● WORK TO COMPLETE
Write out each entry again. Keep every word exactly as it is.

** start of SUPPLIED MATERIAL **

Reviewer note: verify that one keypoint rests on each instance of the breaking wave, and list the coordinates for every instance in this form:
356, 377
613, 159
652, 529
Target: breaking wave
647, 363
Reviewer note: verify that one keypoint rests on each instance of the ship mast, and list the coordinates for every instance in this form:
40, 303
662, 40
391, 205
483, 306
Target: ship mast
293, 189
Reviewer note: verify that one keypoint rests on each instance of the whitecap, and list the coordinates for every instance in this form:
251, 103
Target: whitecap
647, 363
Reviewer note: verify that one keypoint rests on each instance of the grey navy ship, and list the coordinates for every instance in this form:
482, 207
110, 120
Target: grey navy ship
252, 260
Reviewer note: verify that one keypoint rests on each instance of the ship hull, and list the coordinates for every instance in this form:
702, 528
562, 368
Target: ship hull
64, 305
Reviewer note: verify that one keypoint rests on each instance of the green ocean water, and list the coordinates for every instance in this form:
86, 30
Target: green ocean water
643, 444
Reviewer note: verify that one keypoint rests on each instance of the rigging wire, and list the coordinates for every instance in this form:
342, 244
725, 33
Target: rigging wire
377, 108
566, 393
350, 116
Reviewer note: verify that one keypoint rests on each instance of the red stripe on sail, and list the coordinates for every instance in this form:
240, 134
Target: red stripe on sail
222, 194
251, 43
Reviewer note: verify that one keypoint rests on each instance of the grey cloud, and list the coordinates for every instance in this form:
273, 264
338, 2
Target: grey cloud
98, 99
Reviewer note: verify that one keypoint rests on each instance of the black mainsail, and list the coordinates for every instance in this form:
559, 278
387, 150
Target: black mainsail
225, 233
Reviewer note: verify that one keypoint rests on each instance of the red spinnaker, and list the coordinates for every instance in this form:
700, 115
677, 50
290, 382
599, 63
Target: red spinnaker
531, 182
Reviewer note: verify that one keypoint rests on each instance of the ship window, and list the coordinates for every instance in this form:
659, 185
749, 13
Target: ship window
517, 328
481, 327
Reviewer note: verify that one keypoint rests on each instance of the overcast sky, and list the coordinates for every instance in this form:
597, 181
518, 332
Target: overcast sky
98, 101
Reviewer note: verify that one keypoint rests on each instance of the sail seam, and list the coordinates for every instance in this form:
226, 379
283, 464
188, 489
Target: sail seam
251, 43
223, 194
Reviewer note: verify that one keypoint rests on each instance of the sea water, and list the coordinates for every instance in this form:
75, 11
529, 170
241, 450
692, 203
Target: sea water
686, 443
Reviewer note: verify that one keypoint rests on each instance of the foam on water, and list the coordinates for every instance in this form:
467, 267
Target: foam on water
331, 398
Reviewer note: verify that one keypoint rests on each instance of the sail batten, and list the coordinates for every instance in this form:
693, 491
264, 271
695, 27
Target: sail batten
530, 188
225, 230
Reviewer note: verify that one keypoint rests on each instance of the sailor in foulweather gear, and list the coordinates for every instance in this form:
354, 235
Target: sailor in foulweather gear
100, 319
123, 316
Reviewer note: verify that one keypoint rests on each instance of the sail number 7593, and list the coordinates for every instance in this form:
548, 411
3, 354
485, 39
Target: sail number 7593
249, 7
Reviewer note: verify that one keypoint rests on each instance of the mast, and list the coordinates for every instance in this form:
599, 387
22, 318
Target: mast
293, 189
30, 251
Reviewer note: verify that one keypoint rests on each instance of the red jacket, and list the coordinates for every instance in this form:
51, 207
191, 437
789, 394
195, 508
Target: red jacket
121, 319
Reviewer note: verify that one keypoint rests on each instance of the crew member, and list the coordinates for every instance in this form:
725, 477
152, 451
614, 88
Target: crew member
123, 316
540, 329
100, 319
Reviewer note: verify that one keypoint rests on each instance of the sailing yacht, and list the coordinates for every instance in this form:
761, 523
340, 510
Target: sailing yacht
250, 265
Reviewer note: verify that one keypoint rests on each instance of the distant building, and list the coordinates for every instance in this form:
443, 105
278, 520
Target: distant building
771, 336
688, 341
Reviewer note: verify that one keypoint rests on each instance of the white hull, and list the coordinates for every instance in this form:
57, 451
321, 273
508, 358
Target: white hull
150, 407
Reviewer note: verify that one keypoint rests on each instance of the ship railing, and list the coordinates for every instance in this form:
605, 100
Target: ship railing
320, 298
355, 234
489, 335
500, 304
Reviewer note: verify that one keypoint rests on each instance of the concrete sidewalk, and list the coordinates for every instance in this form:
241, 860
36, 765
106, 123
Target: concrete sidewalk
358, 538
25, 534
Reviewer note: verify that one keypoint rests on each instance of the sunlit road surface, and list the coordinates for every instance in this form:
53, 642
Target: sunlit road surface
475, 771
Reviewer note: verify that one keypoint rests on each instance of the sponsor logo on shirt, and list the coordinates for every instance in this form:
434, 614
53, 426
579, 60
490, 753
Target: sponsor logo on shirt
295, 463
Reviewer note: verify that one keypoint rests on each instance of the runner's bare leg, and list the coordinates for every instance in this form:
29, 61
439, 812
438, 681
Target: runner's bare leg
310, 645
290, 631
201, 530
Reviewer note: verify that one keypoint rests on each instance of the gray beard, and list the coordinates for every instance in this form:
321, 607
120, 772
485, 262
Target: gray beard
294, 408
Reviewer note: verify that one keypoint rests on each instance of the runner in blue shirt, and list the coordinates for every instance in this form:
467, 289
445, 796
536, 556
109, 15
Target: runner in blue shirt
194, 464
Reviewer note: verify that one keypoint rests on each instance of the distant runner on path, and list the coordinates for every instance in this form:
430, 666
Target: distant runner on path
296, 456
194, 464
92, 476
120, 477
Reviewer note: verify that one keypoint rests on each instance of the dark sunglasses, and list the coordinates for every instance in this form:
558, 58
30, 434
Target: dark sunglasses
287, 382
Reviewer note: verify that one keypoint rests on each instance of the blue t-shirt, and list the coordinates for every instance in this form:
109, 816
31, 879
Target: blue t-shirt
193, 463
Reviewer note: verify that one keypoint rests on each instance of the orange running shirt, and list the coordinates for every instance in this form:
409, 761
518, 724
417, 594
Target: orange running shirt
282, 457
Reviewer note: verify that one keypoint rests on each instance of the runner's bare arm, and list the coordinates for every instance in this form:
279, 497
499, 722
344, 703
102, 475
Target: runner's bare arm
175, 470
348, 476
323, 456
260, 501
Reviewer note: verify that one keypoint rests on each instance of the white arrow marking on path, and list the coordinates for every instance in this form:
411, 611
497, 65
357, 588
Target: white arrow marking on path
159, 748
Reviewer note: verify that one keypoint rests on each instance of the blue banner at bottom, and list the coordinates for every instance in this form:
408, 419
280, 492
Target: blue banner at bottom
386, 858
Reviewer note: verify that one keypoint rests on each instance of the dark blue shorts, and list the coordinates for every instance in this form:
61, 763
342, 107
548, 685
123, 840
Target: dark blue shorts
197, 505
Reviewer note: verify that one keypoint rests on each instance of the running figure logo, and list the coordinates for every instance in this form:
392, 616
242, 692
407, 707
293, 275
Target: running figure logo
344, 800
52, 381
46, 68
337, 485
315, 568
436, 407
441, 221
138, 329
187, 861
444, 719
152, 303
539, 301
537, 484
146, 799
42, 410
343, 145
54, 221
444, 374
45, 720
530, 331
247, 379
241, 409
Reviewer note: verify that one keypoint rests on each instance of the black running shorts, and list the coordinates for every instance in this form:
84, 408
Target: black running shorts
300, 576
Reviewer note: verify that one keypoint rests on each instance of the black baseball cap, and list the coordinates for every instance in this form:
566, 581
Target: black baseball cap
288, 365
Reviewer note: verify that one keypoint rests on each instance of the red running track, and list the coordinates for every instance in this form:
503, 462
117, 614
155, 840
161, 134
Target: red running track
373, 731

** end of SUPPLIED MATERIAL **

● RIGHT ANSWER
Reviewer note: verify that one keypoint rests on each instance of the breaking wave, and list the coordinates for every instance in this form:
356, 377
613, 159
652, 529
Target: breaking wave
647, 363
Reviewer note: verify that one keypoint rests on each instance of the ship mast, and list the coordinates for every instance in this form:
40, 303
662, 40
391, 205
483, 306
Target: ship mast
293, 189
Reviewer note: verify that one keypoint rests on each instance of the whitecap, and list the coordinates for every instance in this form:
251, 103
Target: whitecap
647, 363
Reviewer note: verify that one keypoint rests on each instance of the grey navy ship, and list the coordinates for every instance in this form:
482, 207
110, 120
Target: grey navy ship
252, 260
Reviewer note: verify that one keypoint rests on each instance of the ship hull, and list the coordinates for every instance in this form:
702, 528
562, 368
Target: ship hull
64, 305
Reviewer note: verify that one keypoint rests on each instance of the green ocean water, and list the coordinates for every instance in this form:
86, 30
Target: green ocean water
643, 444
Reviewer note: verify that one keypoint rests on each instance of the rigging wire, and list the coordinates for every instance in this form:
342, 244
725, 33
Target: rigging wire
377, 108
566, 393
350, 116
Reviewer note: verify that one keypoint rests on each instance of the red stripe on sail, and list the coordinates for every instance in this form:
240, 134
Target: red stripe on sail
222, 194
251, 43
Reviewer note: verify that one keypoint rests on each instance of the grey cloud, and list the coordinates for every instance in this form:
273, 264
338, 2
Target: grey cloud
98, 99
Reviewer note: verify that one keypoint rests on each instance of the black mainsail, and list the coordinates for every instance in this form:
559, 278
387, 150
Target: black mainsail
225, 233
Reviewer note: verify that one keypoint rests on each instance of the red spinnaker, and list the coordinates for every instance in this form:
700, 115
677, 50
290, 382
599, 63
Target: red spinnaker
531, 182
Reviewer note: verify that one keypoint rests on each instance of the ship window, and list the coordinates for every instance in this form:
659, 185
749, 13
Target: ship window
517, 328
481, 327
Reviewer note: verify that one keypoint rests on each instance of the overcast sky, and list the coordinates for every instance in this form:
597, 181
518, 332
Target: overcast sky
98, 101
Reviewer note: verify that one keypoint rests on each instance of the sail seam, and list the coordinates for every instance in this form:
226, 379
283, 464
188, 489
Target: sail seam
251, 43
223, 194
Reviewer note: verify that one keypoint rests on each instance of the sea water, and list the coordinates for every instance in this form:
75, 11
529, 170
241, 450
692, 203
Target: sea water
686, 443
Reviewer note: verify that one keypoint rests on each instance of the foam on water, and list the coordinates for every instance in this form:
467, 267
Target: foam on water
331, 398
Reviewer note: verify that one keypoint rests on each instance of the sail batten, and list the coordinates for every instance in this form:
693, 491
264, 271
695, 27
Target: sail batten
530, 188
225, 230
Reviewer note: verify that one keypoint rests on each instance of the sailor in foulweather gear, and list the coordinates for every instance in this form:
354, 235
Target: sailor in foulweather gear
100, 319
123, 316
Reviewer note: verify that one keypoint rests on each instance of the sail number 7593, and list the coordinates for every instance in this form:
548, 411
3, 354
485, 39
Target: sail number 7593
249, 7
Reviewer note: verify that one keypoint rests on each instance of the mast, and list the coordinates for every instance in this form:
599, 387
22, 318
Target: mast
293, 189
30, 251
Reviewer note: verify that one keypoint rests on each instance of the red jacket, and list the coordinates for every instance in this form:
51, 207
191, 437
789, 394
195, 508
Target: red jacket
121, 319
Reviewer note: verify that one keypoint rests on each instance of the crew member, and list the coordinates for every instance in this form:
725, 477
152, 451
614, 88
Target: crew member
123, 316
540, 329
100, 319
Reviewer note: verify that one keypoint rests on each instance of the sailing yacht, and list the coordinates for every instance in this form:
761, 523
340, 510
Target: sailing yacht
250, 265
Reviewer note: verify that one keypoint rests on each instance of the distant building, and list the coordinates for every instance in this form:
443, 105
278, 520
Target: distant building
771, 336
688, 341
Reviewer note: verify that one keypoint rests on each instance of the white hull, and list the coordinates for every instance in this form:
57, 451
321, 273
508, 358
Target: white hull
150, 407
Reviewer note: verify that one keypoint rests on each instance of the ship railing, and list the coordinates for every instance in this form:
605, 100
Target: ship railing
320, 298
355, 234
489, 335
500, 304
Reviewer note: verify that one keypoint rests on each instance of the concrete sidewalk, and list the coordinates for every instance in this form:
241, 860
36, 765
106, 123
Target: concrete sidewalk
358, 538
25, 534
Reviewer note: verify that one keypoint rests on each instance of the sunlit road surface, and list the coordinates for every instance in this form:
53, 642
Target: sunlit road surface
475, 771
Reviewer note: verify that one keypoint rests on each instance of the sponsor logo on shirt, and list the coordinates for every instance in this form:
434, 614
53, 426
579, 60
490, 753
Target: sponsor logo on shirt
295, 463
Reviewer note: verify that one keypoint rests on each instance of the runner's bare leg, and list the coordinates for every instance in this form:
29, 61
439, 812
438, 681
Target: runner's bare leg
310, 645
290, 631
201, 530
Reviewer note: verify that one keypoint rests on each instance of the gray beard, and list the coordinates for every instance in this form:
321, 607
120, 772
485, 262
Target: gray beard
294, 408
Reviewer note: verify that one keypoint rests on each instance of the runner in blue shirt, and list the coordinates for every instance in this form:
467, 289
445, 796
536, 556
109, 15
Target: runner in blue shirt
194, 464
Reviewer note: verify that one keypoint rests on each instance of the distant runner on path, and list the coordinates for every instance in this form:
430, 666
Target: distant runner on path
296, 456
194, 464
92, 476
120, 477
Reviewer note: verify that one keypoint rests on each instance of the dark sunglasses, and list the coordinates for every instance in this form:
558, 58
30, 434
Target: dark sunglasses
287, 382
Reviewer note: verify that one keypoint rests on each instance of the blue t-shirt, and list the coordinates for every instance in this form:
109, 816
31, 879
Target: blue t-shirt
193, 463
Reviewer note: verify that one keypoint rests on each instance of the orange running shirt, and list the coordinates for every instance in this form:
409, 761
518, 724
417, 594
Target: orange running shirt
282, 457
Reviewer note: verify that one keypoint rests on each instance of the runner's bare arm, and list the coordinates for every instance in this form:
279, 497
499, 722
344, 703
102, 475
Target: runner's bare arm
175, 470
348, 476
323, 456
260, 501
Reviewer note: verify that one keypoint rests on each instance of the white arrow marking on path, and list the coordinates for every instance in this form:
411, 611
497, 65
357, 588
Target: white arrow marking on path
159, 748
Reviewer note: verify that one keypoint rests on each instance of the blue banner at bottom, and list the coordinates for every instance in this form:
408, 419
280, 492
Target: blue banner at bottom
386, 858
Reviewer note: verify that one keypoint rests on each instance of the dark blue shorts, and list the coordinates for every instance in this form:
61, 763
342, 107
548, 685
123, 840
Target: dark blue shorts
197, 505
Reviewer note: verify that one keypoint rests on each instance of the running figure logo, and list the coordinates for every instance in this form:
392, 616
242, 692
407, 707
293, 275
Target: running figure logo
344, 800
52, 381
46, 68
337, 485
315, 568
436, 407
441, 221
138, 329
187, 861
444, 719
152, 303
539, 301
537, 484
146, 799
42, 410
343, 145
54, 221
444, 374
45, 720
530, 331
247, 379
241, 409
Reviewer note: verify that one keypoint rests on each instance of the black running shorts, and list the coordinates for every instance in this form:
84, 408
Target: black running shorts
300, 576
Reviewer note: verify that one keypoint rests on each instance of the black baseball cap, and list the coordinates for every instance in this form:
566, 581
Target: black baseball cap
288, 365
Reviewer note: verify that one keypoint rests on each instance of the red running track, and list the coordinates for every instance in this form:
503, 462
117, 614
155, 840
161, 134
Target: red running track
373, 731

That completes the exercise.